**Task requirements:** Revise the packing blog post between "Packing... Oooh look" and "bloggedy blog. Yay!!!", inclusive, swapping "rolling pin" for "cast iron skillet", and give that stretch in full.

**Document passage:**
------------------------------------------------

Saturday, December 10, 2011

Packing... Oooh look shiny!!!

       I'm in the process of packing up all of my lifelong possessions and moving to Hawai'i. Kinda. I should be. I lost my mojo. When several rounds of "Runaround Sue" and "La Bamba" don't get my ass in gear I know its time for a break. And I have awful ADD. Honestly, how many people can actually look at their shit and go "ok, that's going in the suitcase, that's getting stored, that's goin in the dumpster and that's getting mailed."? Ok, probably a lot, but I'm not one of them. I seem to think I am going to absolutely *need* my great great grandmother's rolling pin. And her cookbook. And Grandpop's airplane tie pin. Because I'm ridiculous and sentimental. And extraordinarily scatter brained. So I decided it was time for a bloggedy blog. Yay!!!
     I own enough makeup to warrant its own suitcase. Ridiculous right? Yeah I thought so too. But its expensive, and its been accumulated over a period of time. So it gets its own suitcase. Oh fucking well. my clothes have taken up another 3. I have one empty suitcase and I'm debating leaving it. But I could put stuff I don't need in there. Like my coffee mug collection and my limited edition Batmobile model. Or the kitchen sink. See the problem here? I'm on a steady diet of Clonopin and muscle relaxers just to function. Every piece of my body is pissed at me. "Hi!!! Remember me? No? Now ya do!!!!!" Bastards. I probably have about less than half of my apartment packed. Because my body is angry. And my brain doesn't like focusing and coordinating. The sad thing? If I was packing someone else's stuff it would be done yesterday. Soy Capitan. I also have til the 16th to be out of my apartment, but I don't want to push it because I'm leaving on the 21st. So I'm moving out Monday/Tuesday (12th/13th).

------------------------------------------------

**Given data:**
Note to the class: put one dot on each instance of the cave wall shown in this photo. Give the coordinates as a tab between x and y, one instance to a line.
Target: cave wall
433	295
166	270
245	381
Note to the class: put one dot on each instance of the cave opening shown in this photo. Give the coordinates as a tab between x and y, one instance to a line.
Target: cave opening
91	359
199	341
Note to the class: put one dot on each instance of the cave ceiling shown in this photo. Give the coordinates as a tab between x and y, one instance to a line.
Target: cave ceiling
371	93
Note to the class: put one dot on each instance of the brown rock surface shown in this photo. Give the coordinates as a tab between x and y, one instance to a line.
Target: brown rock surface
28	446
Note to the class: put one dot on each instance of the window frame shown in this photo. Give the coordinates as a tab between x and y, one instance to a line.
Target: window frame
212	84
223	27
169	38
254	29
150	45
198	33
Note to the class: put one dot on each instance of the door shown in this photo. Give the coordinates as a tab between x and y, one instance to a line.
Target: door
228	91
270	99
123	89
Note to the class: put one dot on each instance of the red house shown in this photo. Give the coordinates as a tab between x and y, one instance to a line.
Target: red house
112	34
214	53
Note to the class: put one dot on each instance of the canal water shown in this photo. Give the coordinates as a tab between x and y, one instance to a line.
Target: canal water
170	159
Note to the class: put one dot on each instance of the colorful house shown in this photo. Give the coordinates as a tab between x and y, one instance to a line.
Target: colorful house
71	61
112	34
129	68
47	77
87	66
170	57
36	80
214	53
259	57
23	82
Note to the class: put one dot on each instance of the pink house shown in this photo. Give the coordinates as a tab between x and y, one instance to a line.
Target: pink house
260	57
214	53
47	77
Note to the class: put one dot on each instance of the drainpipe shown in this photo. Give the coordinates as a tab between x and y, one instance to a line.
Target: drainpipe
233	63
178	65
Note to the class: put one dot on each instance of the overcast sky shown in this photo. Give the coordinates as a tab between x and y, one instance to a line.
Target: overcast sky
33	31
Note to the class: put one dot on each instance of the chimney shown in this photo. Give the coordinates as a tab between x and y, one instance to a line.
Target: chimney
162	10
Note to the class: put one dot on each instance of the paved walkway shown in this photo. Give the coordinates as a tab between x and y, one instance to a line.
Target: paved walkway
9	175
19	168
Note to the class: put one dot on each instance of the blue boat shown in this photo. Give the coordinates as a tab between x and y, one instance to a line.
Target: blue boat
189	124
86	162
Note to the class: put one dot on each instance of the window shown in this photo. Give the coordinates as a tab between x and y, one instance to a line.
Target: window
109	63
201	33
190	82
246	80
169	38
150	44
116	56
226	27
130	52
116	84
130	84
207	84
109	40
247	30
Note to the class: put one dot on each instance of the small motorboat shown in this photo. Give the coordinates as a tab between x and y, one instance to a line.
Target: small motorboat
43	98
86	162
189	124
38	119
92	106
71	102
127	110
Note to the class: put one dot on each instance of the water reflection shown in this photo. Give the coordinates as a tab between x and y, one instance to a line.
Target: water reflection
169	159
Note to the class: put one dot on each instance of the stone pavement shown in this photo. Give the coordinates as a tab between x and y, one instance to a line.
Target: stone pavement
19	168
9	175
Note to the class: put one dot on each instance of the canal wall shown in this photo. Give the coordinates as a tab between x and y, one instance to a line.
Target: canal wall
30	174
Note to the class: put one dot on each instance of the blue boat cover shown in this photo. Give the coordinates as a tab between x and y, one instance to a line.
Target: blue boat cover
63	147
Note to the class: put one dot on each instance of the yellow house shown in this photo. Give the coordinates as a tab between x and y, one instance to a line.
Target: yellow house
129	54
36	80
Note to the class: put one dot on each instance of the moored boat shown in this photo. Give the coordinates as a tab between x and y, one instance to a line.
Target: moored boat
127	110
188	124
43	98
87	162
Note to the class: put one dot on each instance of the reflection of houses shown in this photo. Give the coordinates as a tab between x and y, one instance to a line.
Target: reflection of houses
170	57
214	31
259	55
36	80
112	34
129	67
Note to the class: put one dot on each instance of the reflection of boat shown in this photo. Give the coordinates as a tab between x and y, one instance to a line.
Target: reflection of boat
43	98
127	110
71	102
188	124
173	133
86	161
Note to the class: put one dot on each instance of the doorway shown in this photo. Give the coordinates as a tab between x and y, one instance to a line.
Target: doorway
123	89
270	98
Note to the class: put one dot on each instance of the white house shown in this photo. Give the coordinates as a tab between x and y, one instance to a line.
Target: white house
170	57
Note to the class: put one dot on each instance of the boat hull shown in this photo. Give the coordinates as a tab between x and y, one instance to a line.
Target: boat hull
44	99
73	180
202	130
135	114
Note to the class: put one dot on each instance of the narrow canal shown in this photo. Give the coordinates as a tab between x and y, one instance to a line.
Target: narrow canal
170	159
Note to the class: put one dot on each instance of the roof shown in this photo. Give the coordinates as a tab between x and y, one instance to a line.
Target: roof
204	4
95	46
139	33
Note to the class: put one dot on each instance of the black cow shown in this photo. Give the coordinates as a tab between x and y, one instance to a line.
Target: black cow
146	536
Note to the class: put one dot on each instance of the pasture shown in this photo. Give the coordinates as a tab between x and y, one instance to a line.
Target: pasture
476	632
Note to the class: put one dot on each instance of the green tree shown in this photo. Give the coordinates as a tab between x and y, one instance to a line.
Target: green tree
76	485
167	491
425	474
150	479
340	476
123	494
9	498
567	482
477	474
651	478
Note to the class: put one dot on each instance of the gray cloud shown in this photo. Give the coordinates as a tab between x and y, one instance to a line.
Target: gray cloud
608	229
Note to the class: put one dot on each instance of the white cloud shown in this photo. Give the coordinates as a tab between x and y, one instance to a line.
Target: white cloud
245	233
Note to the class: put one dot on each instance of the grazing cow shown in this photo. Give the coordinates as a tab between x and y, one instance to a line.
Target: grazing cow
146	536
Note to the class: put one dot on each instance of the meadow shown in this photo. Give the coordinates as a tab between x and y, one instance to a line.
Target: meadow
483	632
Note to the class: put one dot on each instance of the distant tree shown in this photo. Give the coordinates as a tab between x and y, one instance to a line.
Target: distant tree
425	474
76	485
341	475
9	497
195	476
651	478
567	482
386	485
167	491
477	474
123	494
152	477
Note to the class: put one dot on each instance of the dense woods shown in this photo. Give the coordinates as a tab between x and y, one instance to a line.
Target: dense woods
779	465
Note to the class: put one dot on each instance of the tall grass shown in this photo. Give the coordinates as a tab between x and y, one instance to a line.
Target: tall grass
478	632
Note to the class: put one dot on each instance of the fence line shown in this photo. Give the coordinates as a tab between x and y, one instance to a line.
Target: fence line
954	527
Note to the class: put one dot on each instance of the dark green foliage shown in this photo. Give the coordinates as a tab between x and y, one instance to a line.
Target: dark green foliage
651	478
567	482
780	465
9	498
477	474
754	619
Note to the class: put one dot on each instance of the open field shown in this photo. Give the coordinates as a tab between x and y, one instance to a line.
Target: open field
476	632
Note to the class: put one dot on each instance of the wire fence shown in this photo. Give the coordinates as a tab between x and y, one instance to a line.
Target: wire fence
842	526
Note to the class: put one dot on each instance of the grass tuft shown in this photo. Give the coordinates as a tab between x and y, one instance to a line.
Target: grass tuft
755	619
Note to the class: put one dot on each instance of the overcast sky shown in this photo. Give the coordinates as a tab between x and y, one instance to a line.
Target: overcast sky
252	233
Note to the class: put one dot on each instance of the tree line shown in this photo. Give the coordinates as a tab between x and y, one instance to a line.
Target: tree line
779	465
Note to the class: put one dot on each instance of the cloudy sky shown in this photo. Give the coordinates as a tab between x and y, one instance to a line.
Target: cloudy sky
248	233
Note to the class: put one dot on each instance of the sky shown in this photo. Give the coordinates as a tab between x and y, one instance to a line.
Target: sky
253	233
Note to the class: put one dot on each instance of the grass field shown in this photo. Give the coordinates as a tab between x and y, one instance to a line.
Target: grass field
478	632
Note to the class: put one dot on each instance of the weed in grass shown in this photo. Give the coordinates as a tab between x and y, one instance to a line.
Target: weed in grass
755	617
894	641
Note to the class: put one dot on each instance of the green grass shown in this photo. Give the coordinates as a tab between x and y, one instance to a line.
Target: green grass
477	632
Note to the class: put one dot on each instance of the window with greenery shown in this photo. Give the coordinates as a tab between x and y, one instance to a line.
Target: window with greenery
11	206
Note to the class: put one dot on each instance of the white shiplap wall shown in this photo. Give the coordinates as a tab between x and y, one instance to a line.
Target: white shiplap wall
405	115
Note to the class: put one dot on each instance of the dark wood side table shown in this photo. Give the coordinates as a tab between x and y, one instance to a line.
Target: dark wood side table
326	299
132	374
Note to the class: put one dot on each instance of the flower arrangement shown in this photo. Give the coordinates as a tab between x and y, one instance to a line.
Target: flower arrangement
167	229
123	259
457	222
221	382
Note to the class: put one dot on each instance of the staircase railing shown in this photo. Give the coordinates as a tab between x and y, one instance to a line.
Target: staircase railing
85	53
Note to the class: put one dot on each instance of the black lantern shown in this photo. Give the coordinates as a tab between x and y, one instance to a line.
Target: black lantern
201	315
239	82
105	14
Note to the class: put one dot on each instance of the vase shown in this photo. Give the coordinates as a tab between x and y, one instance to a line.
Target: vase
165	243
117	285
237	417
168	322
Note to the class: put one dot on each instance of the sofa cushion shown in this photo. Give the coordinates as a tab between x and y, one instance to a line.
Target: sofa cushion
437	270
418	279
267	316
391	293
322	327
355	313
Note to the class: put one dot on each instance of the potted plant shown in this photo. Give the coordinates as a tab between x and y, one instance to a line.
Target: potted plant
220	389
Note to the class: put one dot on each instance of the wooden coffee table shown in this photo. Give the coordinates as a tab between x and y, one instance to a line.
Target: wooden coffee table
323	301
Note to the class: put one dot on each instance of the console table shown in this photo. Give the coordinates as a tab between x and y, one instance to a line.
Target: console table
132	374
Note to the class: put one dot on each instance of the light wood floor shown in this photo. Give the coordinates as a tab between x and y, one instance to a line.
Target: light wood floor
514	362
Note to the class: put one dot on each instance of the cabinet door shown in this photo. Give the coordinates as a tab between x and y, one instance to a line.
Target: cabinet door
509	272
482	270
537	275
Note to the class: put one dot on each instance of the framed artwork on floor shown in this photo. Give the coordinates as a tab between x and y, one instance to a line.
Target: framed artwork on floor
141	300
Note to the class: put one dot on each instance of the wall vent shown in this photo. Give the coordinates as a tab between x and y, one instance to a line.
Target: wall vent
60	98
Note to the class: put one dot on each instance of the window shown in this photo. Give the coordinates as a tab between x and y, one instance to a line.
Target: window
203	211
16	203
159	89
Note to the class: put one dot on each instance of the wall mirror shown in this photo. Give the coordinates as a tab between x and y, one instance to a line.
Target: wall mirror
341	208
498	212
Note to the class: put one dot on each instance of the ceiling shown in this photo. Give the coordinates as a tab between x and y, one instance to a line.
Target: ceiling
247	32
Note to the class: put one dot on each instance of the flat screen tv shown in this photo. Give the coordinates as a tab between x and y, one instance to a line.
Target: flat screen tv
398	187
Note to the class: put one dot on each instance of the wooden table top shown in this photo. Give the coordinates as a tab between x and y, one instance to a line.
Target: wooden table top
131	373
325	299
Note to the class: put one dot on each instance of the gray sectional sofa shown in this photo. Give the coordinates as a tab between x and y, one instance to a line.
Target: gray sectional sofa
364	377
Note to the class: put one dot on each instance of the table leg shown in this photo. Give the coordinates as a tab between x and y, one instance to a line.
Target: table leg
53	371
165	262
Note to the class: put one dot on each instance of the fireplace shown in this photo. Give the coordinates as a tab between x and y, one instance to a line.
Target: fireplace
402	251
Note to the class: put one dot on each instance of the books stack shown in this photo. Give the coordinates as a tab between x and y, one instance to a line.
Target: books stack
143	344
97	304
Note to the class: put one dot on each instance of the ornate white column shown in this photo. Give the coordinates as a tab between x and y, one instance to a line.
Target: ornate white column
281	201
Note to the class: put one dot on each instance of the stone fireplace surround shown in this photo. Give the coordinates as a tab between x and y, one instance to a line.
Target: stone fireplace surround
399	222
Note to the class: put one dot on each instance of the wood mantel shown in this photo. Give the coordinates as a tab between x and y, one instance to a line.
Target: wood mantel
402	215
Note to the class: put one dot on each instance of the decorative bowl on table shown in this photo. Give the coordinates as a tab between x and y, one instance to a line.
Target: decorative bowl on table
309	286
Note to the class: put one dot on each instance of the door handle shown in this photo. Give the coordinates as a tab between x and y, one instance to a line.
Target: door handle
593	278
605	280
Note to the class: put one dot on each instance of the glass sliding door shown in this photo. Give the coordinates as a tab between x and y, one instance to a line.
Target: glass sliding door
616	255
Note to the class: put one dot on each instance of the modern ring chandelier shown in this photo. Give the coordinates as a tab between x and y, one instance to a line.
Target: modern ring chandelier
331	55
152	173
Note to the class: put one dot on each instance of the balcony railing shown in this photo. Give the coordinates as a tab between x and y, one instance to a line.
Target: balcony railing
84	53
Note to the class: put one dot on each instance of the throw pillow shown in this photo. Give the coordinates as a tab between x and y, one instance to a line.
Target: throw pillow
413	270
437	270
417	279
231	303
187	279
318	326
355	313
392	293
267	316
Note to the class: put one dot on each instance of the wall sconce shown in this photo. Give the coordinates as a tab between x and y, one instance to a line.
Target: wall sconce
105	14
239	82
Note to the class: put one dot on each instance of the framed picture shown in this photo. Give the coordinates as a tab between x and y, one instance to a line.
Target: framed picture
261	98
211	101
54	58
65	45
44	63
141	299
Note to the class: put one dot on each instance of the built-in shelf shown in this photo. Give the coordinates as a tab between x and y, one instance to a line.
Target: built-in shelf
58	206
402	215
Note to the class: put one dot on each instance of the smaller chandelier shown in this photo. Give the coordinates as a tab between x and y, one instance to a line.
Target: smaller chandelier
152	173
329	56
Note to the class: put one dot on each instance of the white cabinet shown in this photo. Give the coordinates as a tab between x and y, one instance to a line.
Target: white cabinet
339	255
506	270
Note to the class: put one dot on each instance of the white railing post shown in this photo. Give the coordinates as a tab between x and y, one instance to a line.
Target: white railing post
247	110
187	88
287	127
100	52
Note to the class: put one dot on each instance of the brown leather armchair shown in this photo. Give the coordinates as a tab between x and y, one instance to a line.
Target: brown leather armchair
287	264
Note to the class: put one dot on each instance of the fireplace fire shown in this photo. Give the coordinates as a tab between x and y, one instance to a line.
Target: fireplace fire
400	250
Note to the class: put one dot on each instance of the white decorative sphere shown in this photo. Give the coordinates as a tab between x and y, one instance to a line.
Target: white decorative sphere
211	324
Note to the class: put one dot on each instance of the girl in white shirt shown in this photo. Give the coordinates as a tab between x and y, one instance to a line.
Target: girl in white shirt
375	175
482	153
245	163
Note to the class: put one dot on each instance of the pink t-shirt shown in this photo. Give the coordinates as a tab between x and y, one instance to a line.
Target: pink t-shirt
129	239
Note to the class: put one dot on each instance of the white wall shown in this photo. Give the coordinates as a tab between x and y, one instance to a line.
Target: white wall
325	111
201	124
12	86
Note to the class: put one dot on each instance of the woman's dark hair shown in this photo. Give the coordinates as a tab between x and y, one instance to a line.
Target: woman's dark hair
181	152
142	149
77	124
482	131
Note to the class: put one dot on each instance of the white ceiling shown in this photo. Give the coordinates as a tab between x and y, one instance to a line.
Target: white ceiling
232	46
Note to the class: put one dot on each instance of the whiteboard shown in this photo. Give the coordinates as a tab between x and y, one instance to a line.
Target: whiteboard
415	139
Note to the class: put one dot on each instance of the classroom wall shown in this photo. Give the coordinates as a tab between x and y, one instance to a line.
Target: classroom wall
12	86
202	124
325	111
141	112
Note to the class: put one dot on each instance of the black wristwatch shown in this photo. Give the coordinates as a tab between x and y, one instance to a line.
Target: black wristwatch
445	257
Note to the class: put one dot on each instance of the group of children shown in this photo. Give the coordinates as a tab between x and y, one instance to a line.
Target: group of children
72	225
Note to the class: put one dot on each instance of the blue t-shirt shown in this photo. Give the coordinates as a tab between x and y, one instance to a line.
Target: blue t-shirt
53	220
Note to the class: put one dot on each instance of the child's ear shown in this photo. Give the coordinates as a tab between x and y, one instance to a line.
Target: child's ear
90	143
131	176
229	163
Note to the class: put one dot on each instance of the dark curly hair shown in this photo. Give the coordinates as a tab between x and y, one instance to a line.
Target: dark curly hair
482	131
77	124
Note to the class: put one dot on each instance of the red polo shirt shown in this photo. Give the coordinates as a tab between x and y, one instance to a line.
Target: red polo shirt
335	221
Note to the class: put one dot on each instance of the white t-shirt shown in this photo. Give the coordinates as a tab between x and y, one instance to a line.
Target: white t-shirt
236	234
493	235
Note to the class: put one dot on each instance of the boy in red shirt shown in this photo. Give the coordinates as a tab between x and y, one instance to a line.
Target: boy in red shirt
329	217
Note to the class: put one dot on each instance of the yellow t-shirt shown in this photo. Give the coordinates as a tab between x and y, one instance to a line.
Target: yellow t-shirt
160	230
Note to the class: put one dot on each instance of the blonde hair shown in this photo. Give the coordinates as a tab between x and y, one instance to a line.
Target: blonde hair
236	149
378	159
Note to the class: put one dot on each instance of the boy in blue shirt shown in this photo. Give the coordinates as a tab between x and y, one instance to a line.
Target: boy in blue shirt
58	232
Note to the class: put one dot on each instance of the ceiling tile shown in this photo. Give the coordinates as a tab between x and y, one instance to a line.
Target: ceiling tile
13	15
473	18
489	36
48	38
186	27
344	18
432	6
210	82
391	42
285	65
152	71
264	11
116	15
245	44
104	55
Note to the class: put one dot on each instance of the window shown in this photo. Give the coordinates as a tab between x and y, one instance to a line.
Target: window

------------------------------------------------

**Written solution:**
Packing... Oooh look shiny!!!

       I'm in the process of packing up all of my lifelong possessions and moving to Hawai'i. Kinda. I should be. I lost my mojo. When several rounds of "Runaround Sue" and "La Bamba" don't get my ass in gear I know its time for a break. And I have awful ADD. Honestly, how many people can actually look at their shit and go "ok, that's going in the suitcase, that's getting stored, that's goin in the dumpster and that's getting mailed."? Ok, probably a lot, but I'm not one of them. I seem to think I am going to absolutely *need* my great great grandmother's cast iron skillet. And her cookbook. And Grandpop's airplane tie pin. Because I'm ridiculous and sentimental. And extraordinarily scatter brained. So I decided it was time for a bloggedy blog. Yay!!!